Below are some entries; can you quote all of them exactly?

## Begin

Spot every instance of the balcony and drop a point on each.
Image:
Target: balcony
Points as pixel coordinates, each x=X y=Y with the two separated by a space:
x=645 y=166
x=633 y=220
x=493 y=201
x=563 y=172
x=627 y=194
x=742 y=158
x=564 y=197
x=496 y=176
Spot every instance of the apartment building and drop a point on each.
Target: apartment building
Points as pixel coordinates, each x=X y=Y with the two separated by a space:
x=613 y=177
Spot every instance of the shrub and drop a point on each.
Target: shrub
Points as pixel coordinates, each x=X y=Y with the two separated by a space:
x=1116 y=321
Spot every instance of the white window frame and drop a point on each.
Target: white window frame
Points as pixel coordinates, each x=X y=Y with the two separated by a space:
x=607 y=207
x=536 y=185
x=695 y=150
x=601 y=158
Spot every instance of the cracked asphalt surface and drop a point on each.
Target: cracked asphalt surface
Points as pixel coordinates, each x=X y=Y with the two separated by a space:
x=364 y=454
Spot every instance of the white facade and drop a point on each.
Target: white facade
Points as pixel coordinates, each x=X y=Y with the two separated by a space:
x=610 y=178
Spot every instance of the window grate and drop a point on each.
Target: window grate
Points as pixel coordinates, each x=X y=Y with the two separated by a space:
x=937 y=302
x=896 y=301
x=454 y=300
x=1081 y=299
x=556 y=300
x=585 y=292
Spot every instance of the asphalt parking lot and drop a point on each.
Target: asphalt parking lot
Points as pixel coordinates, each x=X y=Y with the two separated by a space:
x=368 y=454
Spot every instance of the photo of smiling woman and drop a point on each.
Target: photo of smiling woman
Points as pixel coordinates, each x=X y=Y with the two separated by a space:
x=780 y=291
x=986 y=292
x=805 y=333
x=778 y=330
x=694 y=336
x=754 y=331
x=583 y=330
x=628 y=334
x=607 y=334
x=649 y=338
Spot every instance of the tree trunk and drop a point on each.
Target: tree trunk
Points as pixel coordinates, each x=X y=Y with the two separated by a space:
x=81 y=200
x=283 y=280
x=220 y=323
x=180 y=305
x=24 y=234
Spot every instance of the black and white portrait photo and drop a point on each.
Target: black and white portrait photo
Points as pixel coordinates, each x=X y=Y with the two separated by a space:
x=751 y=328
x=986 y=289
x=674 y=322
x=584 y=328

## End

Complete answer:
Spot every instance of the balcony and drop a point on each.
Image:
Target: balcony
Points as pixel coordinates, each x=X y=Y with the two separated by a space:
x=645 y=166
x=633 y=220
x=493 y=201
x=563 y=172
x=627 y=194
x=742 y=158
x=564 y=197
x=496 y=176
Spot every instance of the apartment building and drop a point on each.
Target: apartment building
Points as pixel coordinates, each x=X y=Y with the two separated by a space:
x=613 y=177
Spot every instance of the shrub and drop a point on each.
Target: shrub
Points as pixel coordinates, each x=X y=Y with the two separated by a space:
x=1116 y=321
Spot every instance of the white window frame and drop a point on each.
Target: white window frame
Points as pixel coordinates, each x=X y=Y with the two separated by a space:
x=607 y=207
x=536 y=185
x=695 y=150
x=601 y=158
Spot every instance of the cracked asphalt surface and drop a point on each.
Target: cracked asphalt surface
Points as pixel coordinates, each x=X y=Y with the two separated by a space:
x=364 y=454
Spot every instance of the white facade and drop a point on each.
Target: white facade
Points as pixel coordinates, each x=X y=Y with the two separated by a space:
x=610 y=178
Spot every instance of the window grate and drop a point on each.
Target: window grate
Points as pixel coordinates, each x=X y=Y with the two separated by a space:
x=937 y=302
x=896 y=301
x=454 y=300
x=1081 y=299
x=556 y=300
x=585 y=292
Spot every instance of the asphalt parking lot and drop a point on each.
Target: asphalt parking lot
Points as pixel coordinates, each x=X y=Y with the two separated by a space:
x=368 y=454
Spot every instance of the photo of smiling woman and drop a point on each.
Target: photo of smiling woman
Points as pixel coordinates, each x=X y=Y with the two separated by a space:
x=780 y=291
x=986 y=292
x=805 y=333
x=778 y=330
x=694 y=336
x=754 y=331
x=583 y=330
x=628 y=334
x=607 y=334
x=649 y=338
Spot every instance of the tree trunk and drop a point on each.
Target: tree trunk
Points as pixel coordinates, each x=X y=Y with the two separated by a space:
x=81 y=200
x=283 y=280
x=220 y=323
x=180 y=305
x=24 y=234
Spot every instance of the black and white portrait photo and drop a point on each.
Target: black and white portrait photo
Points as pixel coordinates, each x=X y=Y with the two separated by a space:
x=751 y=328
x=986 y=289
x=674 y=322
x=584 y=328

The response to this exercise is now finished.